Passage shown
From Volume 93, Postscript (June 2019)
an uneasy dance with data: racial bias in criminal law
Joseph J. Avery[*]
Businesses and organizations expect their managers to use data science to improve and even optimize decisionmaking. The founder of the largest hedge fund in the world has argued that nearly everything important going on in an organization should be captured as data. Similar beliefs have permeated medicine. A team of researchers has taken over 100 million data points from more than 1.3 million pediatric cases and trained a machine-learning model that performs nearly as well as experienced pediatricians at diagnosing common childhood diseases.
Yet when it comes to some criminal justice institutions, such as prosecutors’ offices, there is an aversion to applying cognitive computing to high-stakes decisions. This aversion reflects extra-institutional forces, as activists and scholars are militating against the use of predictive analytics in criminal justice. The aversion also reflects prosecutors’ unease with the practice, as many prefer that decisional weight be placed on attorneys’ experience and intuition, even though experience and intuition have contributed to more than a century of criminal justice disparities.
Instead of viewing historical data and data-hungry academic researchers as liabilities, prosecutors and scholars should treat them as assets in the struggle to achieve outcome fairness. Cutting-edge research on fairness in machine learning is being conducted by computer scientists, applied mathematicians, and social scientists, and this research forms a foundation for the most promising path towards racial equality in criminal justice: suggestive modeling that creates baselines to guide prosecutorial decisionmaking.
I. Prosecutors and Racial Bias
More than 2 million people are incarcerated in the United States, and a disproportionate number of these individuals are African American. Most defendants—approximately 95%—have their cases resolved through plea bargaining. Prosecutors exert tremendous power over the plea bargaining process, as they can drop a case, oppose bail or recommend a certain level of bail, add or remove charges and counts, offer and negotiate plea bargains, and recommend sentences.

Directions
• 1. Answer from the passage on data and racial bias:
(a) From how many pediatric cases did the team of researchers take its data points?
(b) About what share of defendants have their cases resolved through plea bargaining?
(c) Which groups are conducting cutting-edge research on fairness in machine learning?
• 2. Duplicate the passage on data and racial bias from "From Volume 93, Postscript" to "common childhood diseases.".
The rows that come next are separate material and have nothing to do with the passage on data and racial bias.

[Collected data]
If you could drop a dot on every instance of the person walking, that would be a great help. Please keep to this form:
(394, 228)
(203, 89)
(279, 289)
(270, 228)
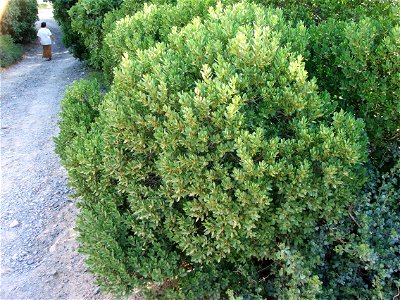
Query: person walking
(46, 38)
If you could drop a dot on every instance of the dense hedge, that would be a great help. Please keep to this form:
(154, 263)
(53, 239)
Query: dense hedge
(9, 51)
(315, 11)
(213, 163)
(358, 63)
(70, 38)
(19, 20)
(229, 158)
(147, 27)
(87, 19)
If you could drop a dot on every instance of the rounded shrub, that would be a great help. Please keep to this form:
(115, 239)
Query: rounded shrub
(86, 20)
(212, 156)
(147, 27)
(19, 20)
(79, 109)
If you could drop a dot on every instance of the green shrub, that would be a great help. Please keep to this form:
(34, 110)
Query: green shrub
(359, 65)
(316, 11)
(19, 20)
(71, 39)
(147, 27)
(212, 157)
(113, 40)
(9, 51)
(86, 20)
(79, 109)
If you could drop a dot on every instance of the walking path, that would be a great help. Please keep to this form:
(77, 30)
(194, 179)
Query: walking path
(39, 258)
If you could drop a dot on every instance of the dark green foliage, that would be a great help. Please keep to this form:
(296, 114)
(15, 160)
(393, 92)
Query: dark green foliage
(215, 168)
(212, 156)
(9, 51)
(147, 27)
(359, 65)
(71, 39)
(86, 20)
(79, 110)
(315, 11)
(19, 20)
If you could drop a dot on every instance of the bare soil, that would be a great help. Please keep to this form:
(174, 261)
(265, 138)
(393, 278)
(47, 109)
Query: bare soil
(39, 258)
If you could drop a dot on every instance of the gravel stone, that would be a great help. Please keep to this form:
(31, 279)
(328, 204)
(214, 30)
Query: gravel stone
(34, 191)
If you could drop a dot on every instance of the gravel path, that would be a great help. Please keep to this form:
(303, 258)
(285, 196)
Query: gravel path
(39, 258)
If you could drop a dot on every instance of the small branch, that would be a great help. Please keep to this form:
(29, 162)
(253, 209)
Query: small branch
(398, 293)
(351, 216)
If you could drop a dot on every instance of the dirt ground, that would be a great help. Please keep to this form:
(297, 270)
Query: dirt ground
(39, 258)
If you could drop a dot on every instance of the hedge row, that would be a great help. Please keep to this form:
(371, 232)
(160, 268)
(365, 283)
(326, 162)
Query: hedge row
(239, 154)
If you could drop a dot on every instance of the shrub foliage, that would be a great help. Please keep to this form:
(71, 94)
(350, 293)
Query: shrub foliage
(359, 65)
(239, 153)
(9, 51)
(71, 39)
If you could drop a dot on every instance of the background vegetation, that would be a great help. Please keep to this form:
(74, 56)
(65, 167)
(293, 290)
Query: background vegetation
(243, 150)
(17, 26)
(9, 51)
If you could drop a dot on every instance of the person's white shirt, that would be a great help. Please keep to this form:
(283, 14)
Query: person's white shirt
(44, 34)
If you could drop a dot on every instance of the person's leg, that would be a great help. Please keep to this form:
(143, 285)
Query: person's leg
(47, 52)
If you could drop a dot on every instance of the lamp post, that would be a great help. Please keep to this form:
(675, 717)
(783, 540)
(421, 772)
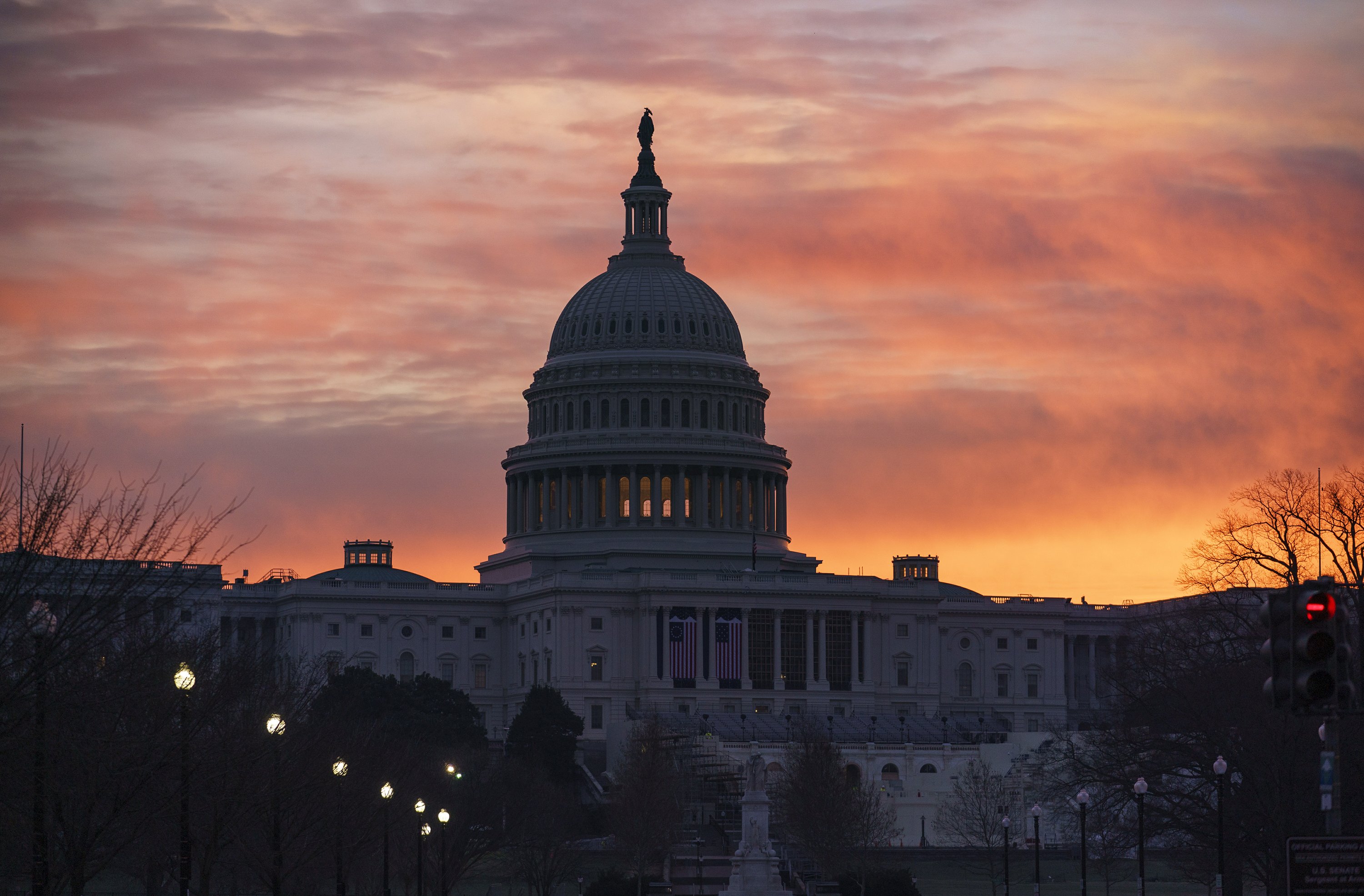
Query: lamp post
(275, 727)
(1220, 770)
(1083, 798)
(1037, 847)
(1139, 789)
(41, 622)
(339, 771)
(445, 820)
(1006, 823)
(183, 682)
(423, 830)
(386, 794)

Answers by item
• 1.
(a) More than 1.3 million pediatric cases.
(b) Approximately 95%.
(c) Computer scientists, applied mathematicians, and social scientists.

• 2.
From Volume 93, Postscript (June 2019)
an uneasy dance with data: racial bias in criminal law
Joseph J. Avery[*]
Businesses and organizations expect their managers to use data science to improve and even optimize decisionmaking. The founder of the largest hedge fund in the world has argued that nearly everything important going on in an organization should be captured as data. Similar beliefs have permeated medicine. A team of researchers has taken over 100 million data points from more than 1.3 million pediatric cases and trained a machine-learning model that performs nearly as well as experienced pediatricians at diagnosing common childhood diseases.